Quando un Paese si trova davanti ad una grave crisi, che rischia di frantumarlo, chiama a raccolta tutte le sue forze. Sempre si rivolge con la memoria a momenti del passato, in cui tutta la nazione ha fatto fronte comune, in cui tutti si sono uniti contro un nemico, e insieme hanno superato la crisi. Le nazioni hanno qualche episodio di unità nella lotta a cui possono ancorarsi. Ma l’Italia?
Negli ultimi decenni, il momento di resurrezione nazionale celebrato, il punto di riferimento, è stato la Resistenza. Il fatto è che la Resistenza non è stata un’esperienza di unità, ma di divisione. Per tre motivi. Anzitutto perché ha spaccato il Paese tra fascisti e antifascisti. In secondo luogo perché è stata anche un’esperienza di coinvolgimento parziale della nazione: il Sud da Napoli in giù non vi ha partecipato affatto. In terzo luogo, perché, esattamente come il Risorgimento, ha diviso l’Italia tra una maggioranza passiva, che è rimasta a guardare, e una minoranza attiva, divisa tra due fronti. La maggioranza attiva era comunque tutta al Centro-Nord. Ergo, essa non può essere un modello per il presente, in nessun senso… O forse lo è, in un certo modo, per la Lega.

**Lavoro da svolgere**
Riassumi in due frasi il testo estratto sulla Resistenza come momento di unità nazionale.

**Dati forniti**
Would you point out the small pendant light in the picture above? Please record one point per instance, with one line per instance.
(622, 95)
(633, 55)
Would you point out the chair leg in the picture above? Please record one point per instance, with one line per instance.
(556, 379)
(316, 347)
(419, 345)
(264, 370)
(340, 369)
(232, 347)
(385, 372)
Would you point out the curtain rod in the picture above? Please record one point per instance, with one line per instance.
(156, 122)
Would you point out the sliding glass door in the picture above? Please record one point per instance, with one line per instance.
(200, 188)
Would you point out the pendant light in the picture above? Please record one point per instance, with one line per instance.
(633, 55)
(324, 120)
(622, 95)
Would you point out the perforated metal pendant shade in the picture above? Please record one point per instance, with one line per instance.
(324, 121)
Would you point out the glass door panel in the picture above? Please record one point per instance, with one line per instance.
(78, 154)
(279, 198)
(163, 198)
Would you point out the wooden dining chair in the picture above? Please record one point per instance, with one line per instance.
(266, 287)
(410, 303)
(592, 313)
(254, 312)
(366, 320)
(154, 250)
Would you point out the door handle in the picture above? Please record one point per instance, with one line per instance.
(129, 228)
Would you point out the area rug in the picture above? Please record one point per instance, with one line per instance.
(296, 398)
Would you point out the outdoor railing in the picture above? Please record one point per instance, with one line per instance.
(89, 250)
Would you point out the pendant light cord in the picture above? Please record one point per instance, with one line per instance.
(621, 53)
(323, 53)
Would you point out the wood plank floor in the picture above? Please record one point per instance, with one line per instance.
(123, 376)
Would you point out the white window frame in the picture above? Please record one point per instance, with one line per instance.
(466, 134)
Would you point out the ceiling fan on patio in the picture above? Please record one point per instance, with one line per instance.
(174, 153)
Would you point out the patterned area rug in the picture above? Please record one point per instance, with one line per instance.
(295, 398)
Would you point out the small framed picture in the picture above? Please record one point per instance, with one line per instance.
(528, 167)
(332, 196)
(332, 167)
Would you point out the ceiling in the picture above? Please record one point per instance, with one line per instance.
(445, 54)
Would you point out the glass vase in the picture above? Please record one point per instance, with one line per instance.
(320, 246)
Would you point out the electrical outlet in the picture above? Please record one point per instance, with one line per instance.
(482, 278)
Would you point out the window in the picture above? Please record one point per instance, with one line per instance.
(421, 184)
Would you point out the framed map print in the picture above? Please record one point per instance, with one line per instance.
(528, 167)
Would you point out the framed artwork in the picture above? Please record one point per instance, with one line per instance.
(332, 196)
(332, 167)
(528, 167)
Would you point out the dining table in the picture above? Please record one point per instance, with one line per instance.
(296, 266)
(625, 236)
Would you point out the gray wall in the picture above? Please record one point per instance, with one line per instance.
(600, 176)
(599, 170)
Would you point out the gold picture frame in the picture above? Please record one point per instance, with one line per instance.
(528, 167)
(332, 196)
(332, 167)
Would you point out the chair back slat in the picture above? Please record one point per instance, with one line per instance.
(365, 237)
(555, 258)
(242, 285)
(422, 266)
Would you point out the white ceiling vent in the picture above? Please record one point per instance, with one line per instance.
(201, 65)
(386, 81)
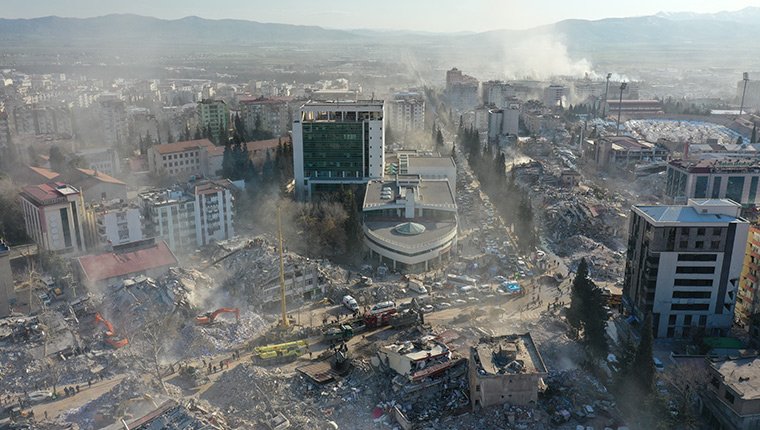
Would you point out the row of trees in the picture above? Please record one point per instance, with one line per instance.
(503, 191)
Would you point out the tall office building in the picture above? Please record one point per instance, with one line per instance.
(113, 119)
(684, 264)
(53, 215)
(337, 143)
(7, 293)
(214, 115)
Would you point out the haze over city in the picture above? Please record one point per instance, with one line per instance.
(409, 215)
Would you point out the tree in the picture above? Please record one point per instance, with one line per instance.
(642, 369)
(57, 159)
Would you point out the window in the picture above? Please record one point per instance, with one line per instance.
(707, 270)
(689, 307)
(692, 282)
(691, 295)
(697, 257)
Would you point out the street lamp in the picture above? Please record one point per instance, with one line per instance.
(620, 104)
(745, 78)
(606, 90)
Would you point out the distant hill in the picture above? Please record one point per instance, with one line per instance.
(141, 29)
(692, 34)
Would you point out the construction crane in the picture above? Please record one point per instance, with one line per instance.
(110, 334)
(285, 322)
(209, 317)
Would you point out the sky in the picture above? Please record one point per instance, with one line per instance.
(420, 15)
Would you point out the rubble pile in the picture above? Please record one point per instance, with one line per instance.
(221, 337)
(127, 400)
(252, 395)
(680, 131)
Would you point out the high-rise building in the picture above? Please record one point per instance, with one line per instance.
(214, 116)
(555, 95)
(265, 115)
(7, 292)
(748, 299)
(190, 216)
(113, 120)
(684, 264)
(37, 120)
(337, 143)
(406, 112)
(53, 217)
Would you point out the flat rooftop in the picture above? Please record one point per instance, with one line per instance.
(698, 211)
(428, 193)
(509, 354)
(742, 375)
(715, 165)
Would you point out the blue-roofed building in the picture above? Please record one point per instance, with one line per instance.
(684, 264)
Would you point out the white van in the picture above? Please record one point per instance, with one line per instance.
(350, 303)
(417, 286)
(382, 307)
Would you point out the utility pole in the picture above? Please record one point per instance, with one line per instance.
(285, 322)
(606, 90)
(745, 78)
(620, 105)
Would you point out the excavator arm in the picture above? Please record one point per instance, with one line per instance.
(209, 317)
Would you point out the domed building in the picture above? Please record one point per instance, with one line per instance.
(410, 223)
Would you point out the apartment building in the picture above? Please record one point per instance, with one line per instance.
(181, 159)
(684, 264)
(53, 217)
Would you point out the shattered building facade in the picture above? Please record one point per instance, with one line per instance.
(505, 370)
(683, 266)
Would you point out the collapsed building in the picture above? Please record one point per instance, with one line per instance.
(505, 369)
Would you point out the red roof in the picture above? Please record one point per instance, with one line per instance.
(45, 173)
(111, 264)
(170, 148)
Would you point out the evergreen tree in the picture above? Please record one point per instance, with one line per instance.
(642, 368)
(577, 297)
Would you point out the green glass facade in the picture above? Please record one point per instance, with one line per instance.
(333, 149)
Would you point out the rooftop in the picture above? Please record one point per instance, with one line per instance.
(111, 264)
(170, 148)
(742, 376)
(48, 194)
(100, 176)
(718, 164)
(509, 354)
(45, 173)
(697, 211)
(430, 194)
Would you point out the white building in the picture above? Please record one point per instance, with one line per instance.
(503, 122)
(53, 217)
(410, 223)
(555, 95)
(113, 223)
(189, 217)
(406, 112)
(337, 143)
(684, 264)
(113, 120)
(213, 211)
(180, 159)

**Soluzione del compito**
Davanti a una grave crisi un Paese si richiama a momenti del passato in cui la nazione ha fatto fronte comune, ma per l'Italia il riferimento celebrato negli ultimi decenni, la Resistenza, è stato un'esperienza di divisione e non di unità. Lo è stato perché ha spaccato il Paese tra fascisti e antifascisti, non ha coinvolto il Sud da Napoli in giù e ha diviso una maggioranza passiva da una minoranza attiva schierata su due fronti; perciò non può essere un modello per il presente.